■ REQUIRED WORK
A - In the lead paint article, write out the passage from "The city’s approach" up to and including "regulations, Neltner said.", replacing "custodians" with "janitors".
B - According to the lead paint article, roughly what percentage of the school buildings tested this summer had peeling lead paint?

The consequences of lead paint exposure, even for brief periods, can negatively impact brain development and impede a student’s capacity to learn, even leading to aggressiveness or inattentiveness. Research has found that simple interventions can help treat the effects and even improve school performance.
This summer, the city tested thousands of classrooms and found peeling lead paint in over 900 of them, or roughly 38% of school buildings tested. It is remediating lead paint in each of those classrooms before classes begin in September, according to city officials, and the city has also launched a new inspection procedure to identify hazards in the future.
The procedure basically works like this: Custodians are supposed to check every city classroom built before 1985 that contains children under 6. When custodians find evidence of peeling paint, they are supposed to report it. Then, the city hires a technician who uses X-ray technology to determine if there is lead in the paint. If they find lead, the city hires a trained contractor to seal it and paint it over.
“We have always had a proactive approach in which our custodians regularly visually inspect all classrooms, and we perform [X-ray] testing and remediation,” said Will Mantell, spokesman for the education department. “Our schools experience wear and tear and are regularly re-painted, particularly over the summer. We are confident in our protocols and we’re also commissioning an external review to ensure they are as strong as possible.”
What that review might cover and when it will take place are so far not clear. The city has declined to answer questions about the review, including who will conduct it.
But experts in lead paint remediation identified three main weaknesses in the protocol the city says it follows.
First, the city waits for paint to start peeling before doing anything about it. Even though the city recently instructed custodians to inspect classrooms three times a year, that could still leave peeling paint unreported for stretches of up to a few months.
Second, the city does not proactively test for lead dust, the most common form of exposure through paint, which can be invisible to the naked eye and can result from degradation of paint even without signs of peeling. Areas that are exposed to the elements (think windowsills) or high-activity areas such as doorframes can give off poisonous levels of dust that cannot be detected by a quick visual inspection.
Finally, the city does not use X-ray technology to test for lead paint until it starts peeling. Multiple experts said that if officials conducted a proactive sweep, they could construct a database of every classroom serving children under 6 years old that contains lead. That way, when custodians find crumbling paint, they could immediately hire a contractor to fix the issue, saving time and costs associated with hiring an inspector to test for lead every time the paint starts peeling.
The city’s approach is “not uncommon, but it’s shortsighted and it’s wasting money and time,” said Tom Neltner, a lead paint expert at the Environmental Defense Fund, who has conducted trainings for inspectors and contractors tasked with cleaning up lead paint.
On the other hand, using custodians to initially identify deteriorating paint is a “creative” technique for school systems that might be strapped for cash and resources, Dietrich said. Jonathan Wilson, deputy director and chief financial officer at the National Center for Healthy Housing, also said custodians offered a decent first line of defense.
The city does appear to be following relevant laws and regulations, Neltner said.
There is no federal requirement to proactively test school buildings for lead, according to the Environmental Protection Agency, which also certifies inspectors and contractors tasked with cleaning up lead paint. And while the city’s health department requires annual surveys of buildings where children under 6 are present, it doesn’t lay out specific protocols for how to inspect.
But Neltner said the current rules set a low bar and that the city could be doing more to match the mayor’s rhetoric of zero lead paint exposure.

Dataset records:
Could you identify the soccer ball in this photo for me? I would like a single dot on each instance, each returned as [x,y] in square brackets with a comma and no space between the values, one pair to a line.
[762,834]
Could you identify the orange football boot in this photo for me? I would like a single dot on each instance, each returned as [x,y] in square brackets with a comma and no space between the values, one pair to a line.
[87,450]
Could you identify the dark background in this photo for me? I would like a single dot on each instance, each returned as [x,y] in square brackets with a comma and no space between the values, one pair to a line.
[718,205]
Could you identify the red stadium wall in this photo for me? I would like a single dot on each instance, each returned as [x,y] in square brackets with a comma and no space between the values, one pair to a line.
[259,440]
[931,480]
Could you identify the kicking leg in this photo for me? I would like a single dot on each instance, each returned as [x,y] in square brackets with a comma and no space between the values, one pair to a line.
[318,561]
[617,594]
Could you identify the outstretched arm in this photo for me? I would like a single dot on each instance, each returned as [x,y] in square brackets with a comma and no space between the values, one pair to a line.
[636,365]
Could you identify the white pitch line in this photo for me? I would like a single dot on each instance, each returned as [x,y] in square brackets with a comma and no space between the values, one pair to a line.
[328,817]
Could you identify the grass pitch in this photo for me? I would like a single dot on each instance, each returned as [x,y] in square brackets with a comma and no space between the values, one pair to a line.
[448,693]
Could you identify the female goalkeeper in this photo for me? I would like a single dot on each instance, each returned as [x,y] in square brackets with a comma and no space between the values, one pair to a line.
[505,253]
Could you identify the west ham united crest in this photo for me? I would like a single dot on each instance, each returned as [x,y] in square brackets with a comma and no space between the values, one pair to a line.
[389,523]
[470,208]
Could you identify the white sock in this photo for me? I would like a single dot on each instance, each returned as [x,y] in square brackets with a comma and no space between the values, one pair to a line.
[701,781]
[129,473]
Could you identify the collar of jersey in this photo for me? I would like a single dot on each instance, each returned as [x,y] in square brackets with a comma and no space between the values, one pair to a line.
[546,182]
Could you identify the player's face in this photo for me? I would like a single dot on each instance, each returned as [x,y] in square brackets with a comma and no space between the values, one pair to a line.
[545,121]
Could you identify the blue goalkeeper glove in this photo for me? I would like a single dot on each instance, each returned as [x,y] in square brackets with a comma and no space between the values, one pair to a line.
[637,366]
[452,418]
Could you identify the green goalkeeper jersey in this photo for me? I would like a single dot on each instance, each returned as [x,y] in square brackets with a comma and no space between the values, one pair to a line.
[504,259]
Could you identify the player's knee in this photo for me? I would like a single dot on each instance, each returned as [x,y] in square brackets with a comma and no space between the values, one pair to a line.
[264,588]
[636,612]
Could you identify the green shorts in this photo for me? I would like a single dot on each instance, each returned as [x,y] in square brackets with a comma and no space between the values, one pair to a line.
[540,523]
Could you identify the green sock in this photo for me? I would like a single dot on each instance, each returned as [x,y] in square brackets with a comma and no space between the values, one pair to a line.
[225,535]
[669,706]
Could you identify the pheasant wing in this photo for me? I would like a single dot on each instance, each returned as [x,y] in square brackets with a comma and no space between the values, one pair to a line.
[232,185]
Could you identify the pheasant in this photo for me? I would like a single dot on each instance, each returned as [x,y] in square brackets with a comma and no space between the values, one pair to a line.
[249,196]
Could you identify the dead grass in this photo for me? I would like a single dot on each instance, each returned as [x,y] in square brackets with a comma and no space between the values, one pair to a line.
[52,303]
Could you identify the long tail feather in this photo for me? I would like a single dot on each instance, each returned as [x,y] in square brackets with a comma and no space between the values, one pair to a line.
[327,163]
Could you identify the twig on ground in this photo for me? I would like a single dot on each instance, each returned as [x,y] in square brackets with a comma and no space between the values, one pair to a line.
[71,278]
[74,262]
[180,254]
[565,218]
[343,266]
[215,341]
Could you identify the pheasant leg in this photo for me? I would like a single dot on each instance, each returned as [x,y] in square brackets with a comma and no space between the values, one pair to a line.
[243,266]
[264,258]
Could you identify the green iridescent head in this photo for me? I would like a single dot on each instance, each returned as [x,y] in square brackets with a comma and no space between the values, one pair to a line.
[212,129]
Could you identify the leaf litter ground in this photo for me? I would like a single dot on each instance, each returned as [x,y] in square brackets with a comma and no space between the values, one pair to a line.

■ SOLUTIONS TO THE EXERCISE
A -
The city’s approach is “not uncommon, but it’s shortsighted and it’s wasting money and time,” said Tom Neltner, a lead paint expert at the Environmental Defense Fund, who has conducted trainings for inspectors and contractors tasked with cleaning up lead paint.
On the other hand, using janitors to initially identify deteriorating paint is a “creative” technique for school systems that might be strapped for cash and resources, Dietrich said. Jonathan Wilson, deputy director and chief financial officer at the National Center for Healthy Housing, also said janitors offered a decent first line of defense.
The city does appear to be following relevant laws and regulations, Neltner said.

B - Roughly 38%.